- [Page]:
* * *

The new Floppy Emu prototype is up and running at last! Today I was able to boot a Mac Plus from the new emulator board for the first time. It’s still rough around the edges, but it works. Copy a Macintosh disk image to your SD memory card, then plug the Floppy Emu board into your Mac’s external floppy port, and presto: instant disk drive. Your vintage Mac never even knows it’s not the real thing, so everything runs just like it would with a real external floppy drive.

It’s hard to believe it was nearly five months ago that I set out to replace my first ball-of-wires breadboard prototype with something better. The changes seemed simple enough: switch to a more powerful microcontroller from the same family, substitute a different brand of CPLD, add a few more buttons and connectors, and mount the whole thing on a small circuit board. But then I let the project gather dust for a few months, and when I returned to it, almost everything that could possibly go wrong did. Seemingly minor changes to clock speeds and interrupt configurations led to all kinds of head-scratching failures. They’re not interesting enough to detail, but you can imagine a string of long evenings filled with me pounding my fist on the desk and shouting rude things at the monitor.

One of the coolest features of the new board is that the microcontroller can program the CPLD via JTAG, using the XSVF player code that I discussed in my previous post. Copy a firmware.xvf file to the SD card, reset the Floppy Emu board while holding down both PREV and NEXT, and the CPLD will be updated with new firmware in about 20 seconds. That means an external Xilinx programmer isn’t needed at all, which is a huge win. I hope to later implement bootloading of the microcontroller from the SD card too. If I ever reach the point of selling assembled units, that means end users could update both the CPLD and the MCU just by copying the necessary files to the SD card, without any programming hardware at all.

* * *

- [Exercise instructions]:
1. In the post about the Floppy Emu prototype, roughly how long does updating the CPLD with new firmware take?
2. Continue the post about the Floppy Emu prototype, starting after its last sentence.

* * *

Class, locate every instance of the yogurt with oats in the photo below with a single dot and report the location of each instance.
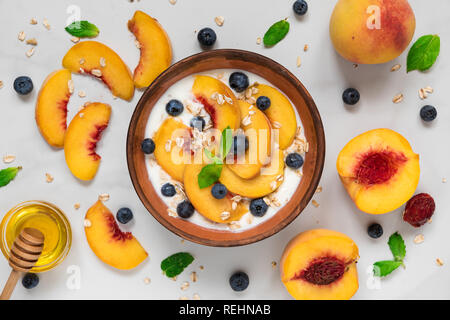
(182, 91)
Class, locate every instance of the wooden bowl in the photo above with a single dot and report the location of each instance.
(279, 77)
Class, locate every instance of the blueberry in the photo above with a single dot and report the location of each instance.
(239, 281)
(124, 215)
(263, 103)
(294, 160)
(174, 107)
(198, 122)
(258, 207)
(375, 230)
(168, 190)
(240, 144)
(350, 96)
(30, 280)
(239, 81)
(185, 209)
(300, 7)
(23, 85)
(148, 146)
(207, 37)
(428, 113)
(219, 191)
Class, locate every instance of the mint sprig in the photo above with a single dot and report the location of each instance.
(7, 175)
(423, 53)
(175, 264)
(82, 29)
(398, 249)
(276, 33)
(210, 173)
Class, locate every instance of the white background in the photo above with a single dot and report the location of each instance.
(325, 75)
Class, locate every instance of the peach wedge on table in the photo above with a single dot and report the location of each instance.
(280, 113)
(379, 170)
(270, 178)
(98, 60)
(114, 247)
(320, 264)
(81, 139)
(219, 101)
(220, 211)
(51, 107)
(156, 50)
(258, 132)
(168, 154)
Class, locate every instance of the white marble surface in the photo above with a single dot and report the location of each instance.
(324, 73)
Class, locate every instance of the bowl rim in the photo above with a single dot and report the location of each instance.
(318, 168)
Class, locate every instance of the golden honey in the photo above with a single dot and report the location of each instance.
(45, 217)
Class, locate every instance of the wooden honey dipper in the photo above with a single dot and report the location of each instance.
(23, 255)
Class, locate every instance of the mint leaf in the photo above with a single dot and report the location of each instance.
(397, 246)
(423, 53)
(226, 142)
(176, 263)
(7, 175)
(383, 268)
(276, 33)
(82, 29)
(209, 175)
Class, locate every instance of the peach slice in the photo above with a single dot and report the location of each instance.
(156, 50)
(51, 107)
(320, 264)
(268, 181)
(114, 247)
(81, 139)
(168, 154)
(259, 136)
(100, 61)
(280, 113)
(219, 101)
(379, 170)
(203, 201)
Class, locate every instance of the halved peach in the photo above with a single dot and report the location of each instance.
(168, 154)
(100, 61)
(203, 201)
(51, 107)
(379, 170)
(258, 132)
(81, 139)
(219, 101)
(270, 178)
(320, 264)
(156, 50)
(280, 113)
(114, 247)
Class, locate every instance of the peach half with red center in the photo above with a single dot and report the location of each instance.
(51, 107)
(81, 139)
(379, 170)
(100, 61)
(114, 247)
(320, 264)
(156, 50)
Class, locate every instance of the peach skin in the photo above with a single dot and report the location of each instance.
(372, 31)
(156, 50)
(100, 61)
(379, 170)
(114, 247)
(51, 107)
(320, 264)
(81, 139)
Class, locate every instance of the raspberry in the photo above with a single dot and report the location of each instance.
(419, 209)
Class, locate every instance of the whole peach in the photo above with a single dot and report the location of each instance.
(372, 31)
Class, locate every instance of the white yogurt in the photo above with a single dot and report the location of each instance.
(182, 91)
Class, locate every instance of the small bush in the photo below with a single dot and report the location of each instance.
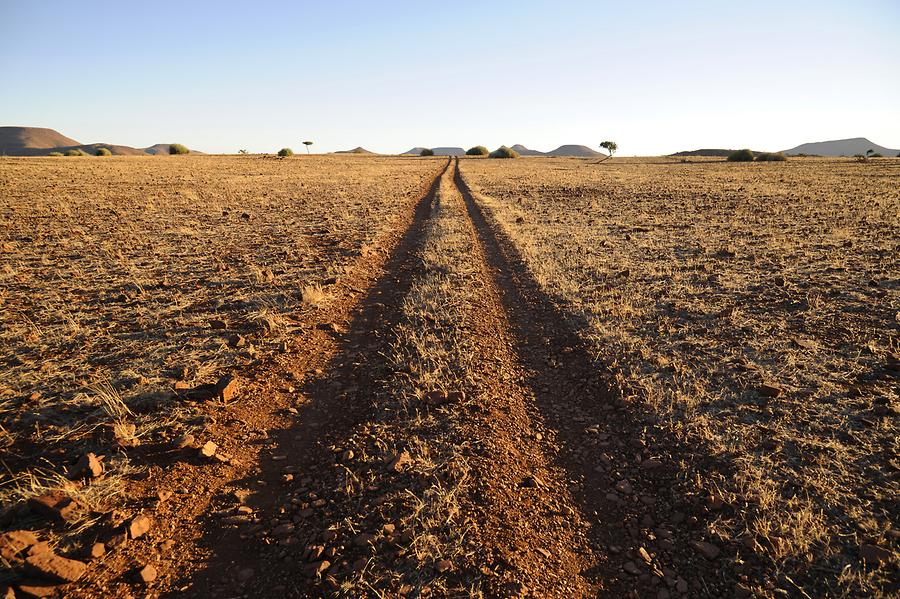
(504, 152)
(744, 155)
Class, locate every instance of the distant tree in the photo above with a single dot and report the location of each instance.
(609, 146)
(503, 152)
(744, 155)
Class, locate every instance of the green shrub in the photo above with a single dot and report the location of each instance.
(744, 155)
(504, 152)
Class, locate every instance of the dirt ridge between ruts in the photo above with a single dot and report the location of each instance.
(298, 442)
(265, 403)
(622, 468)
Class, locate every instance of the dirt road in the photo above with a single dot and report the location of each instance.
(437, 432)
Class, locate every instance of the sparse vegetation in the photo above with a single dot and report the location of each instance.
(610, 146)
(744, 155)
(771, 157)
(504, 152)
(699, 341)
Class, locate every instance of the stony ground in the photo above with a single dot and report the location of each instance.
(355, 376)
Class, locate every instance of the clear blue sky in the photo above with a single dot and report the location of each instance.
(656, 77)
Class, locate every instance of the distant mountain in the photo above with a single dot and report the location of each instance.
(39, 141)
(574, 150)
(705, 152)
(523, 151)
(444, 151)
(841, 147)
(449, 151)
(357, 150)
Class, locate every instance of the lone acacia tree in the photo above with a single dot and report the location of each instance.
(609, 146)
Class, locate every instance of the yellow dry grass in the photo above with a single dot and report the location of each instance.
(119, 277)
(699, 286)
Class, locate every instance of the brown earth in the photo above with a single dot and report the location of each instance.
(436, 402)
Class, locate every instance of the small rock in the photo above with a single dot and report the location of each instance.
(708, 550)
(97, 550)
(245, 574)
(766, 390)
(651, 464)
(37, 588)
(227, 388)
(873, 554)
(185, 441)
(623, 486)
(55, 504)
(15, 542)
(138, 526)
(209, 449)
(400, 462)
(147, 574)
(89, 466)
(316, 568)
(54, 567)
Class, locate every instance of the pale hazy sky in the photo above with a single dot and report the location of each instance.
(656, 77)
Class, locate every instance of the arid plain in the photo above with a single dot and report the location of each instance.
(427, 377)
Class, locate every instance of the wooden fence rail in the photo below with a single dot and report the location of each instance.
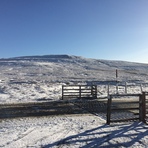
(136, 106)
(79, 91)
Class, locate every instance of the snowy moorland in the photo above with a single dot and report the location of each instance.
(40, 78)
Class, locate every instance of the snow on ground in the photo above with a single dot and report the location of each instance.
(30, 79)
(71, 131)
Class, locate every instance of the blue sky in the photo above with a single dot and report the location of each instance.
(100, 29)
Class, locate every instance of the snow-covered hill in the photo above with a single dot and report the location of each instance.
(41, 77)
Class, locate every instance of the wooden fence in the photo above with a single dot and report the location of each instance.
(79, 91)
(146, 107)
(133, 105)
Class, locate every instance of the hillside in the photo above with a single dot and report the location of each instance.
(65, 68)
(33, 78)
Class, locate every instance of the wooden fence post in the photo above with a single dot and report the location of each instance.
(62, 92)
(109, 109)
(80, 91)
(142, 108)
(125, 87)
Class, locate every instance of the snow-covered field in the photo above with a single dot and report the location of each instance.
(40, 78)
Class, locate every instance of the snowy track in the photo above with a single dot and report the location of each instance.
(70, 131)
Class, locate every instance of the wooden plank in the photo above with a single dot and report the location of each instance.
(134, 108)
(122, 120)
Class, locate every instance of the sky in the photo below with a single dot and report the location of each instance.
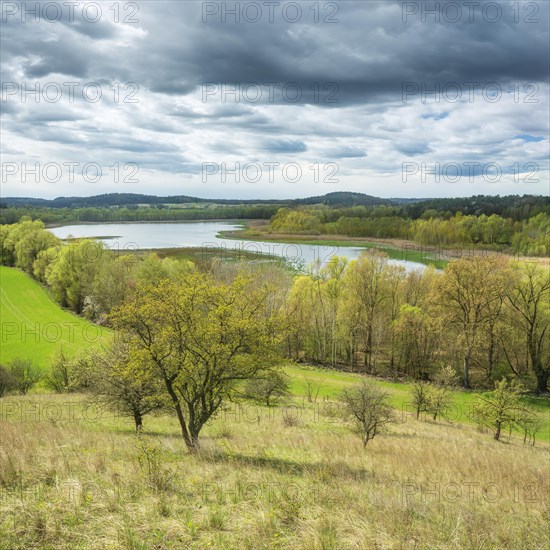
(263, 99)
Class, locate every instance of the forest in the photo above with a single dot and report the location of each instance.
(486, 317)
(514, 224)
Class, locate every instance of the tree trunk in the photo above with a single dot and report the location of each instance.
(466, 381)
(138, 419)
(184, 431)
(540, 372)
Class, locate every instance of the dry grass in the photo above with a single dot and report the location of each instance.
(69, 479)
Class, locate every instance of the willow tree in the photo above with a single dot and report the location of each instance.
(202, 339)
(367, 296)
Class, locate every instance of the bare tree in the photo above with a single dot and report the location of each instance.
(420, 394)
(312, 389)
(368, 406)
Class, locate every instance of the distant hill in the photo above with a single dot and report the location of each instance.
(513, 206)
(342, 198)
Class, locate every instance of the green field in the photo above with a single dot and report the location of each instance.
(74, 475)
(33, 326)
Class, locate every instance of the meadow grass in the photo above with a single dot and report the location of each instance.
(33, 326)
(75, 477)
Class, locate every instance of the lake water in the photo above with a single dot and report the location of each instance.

* * *

- [Task responses]:
1. About 20 seconds.

2.
There’s still a lot left to do. I haven’t yet tested write emulation with the new prototype, so that’s the first task. It should work, but it took me so long to get read emulation working that I wanted to savor the success for a while before enabling and testing the write emulation code. Then I’ll look at some new buffering schemes for write emulation, using the extra RAM found in the ATMEGA1284P microcontroller that the new prototype uses. That should hopefully make write emulation more reliable than in the first prototype. At some point, I also need to add support for 400K and 1.4MB floppies, since the current emulator is 800K only.

The user interface needs improvement too. I’d like to add a nicer way to trigger CPLD programming, and a menu to select from among many disk images on the SD card. It would also be nice to add features like an auto-insert option, to insert a particular floppy image into the virtual drive immediately when Floppy Emu is first powered on.

Two features that you probably won’t see are emulation of more than one floppy drive at a time, and emulation of disks larger than 800K (or 1.4MB on those machines that support it). Those limitations come from the Macintosh floppy driver code in ROM, so to change them I’d need to write a new driver, and find a way to load it using the built-in driver so that the new driver replaces the built-in driver after loading. In fact, I’d probably need to write a new driver for every Macintosh model, since they don’t all access the floppy hardware the same way. It’s all theoretically possible, but would be a major software project that I’d prefer to leave to someone else to attempt.

To my friend Tom who keeps hounding me asking when Floppy Emu will be ready, here you go. Your Mac 512K can now live again!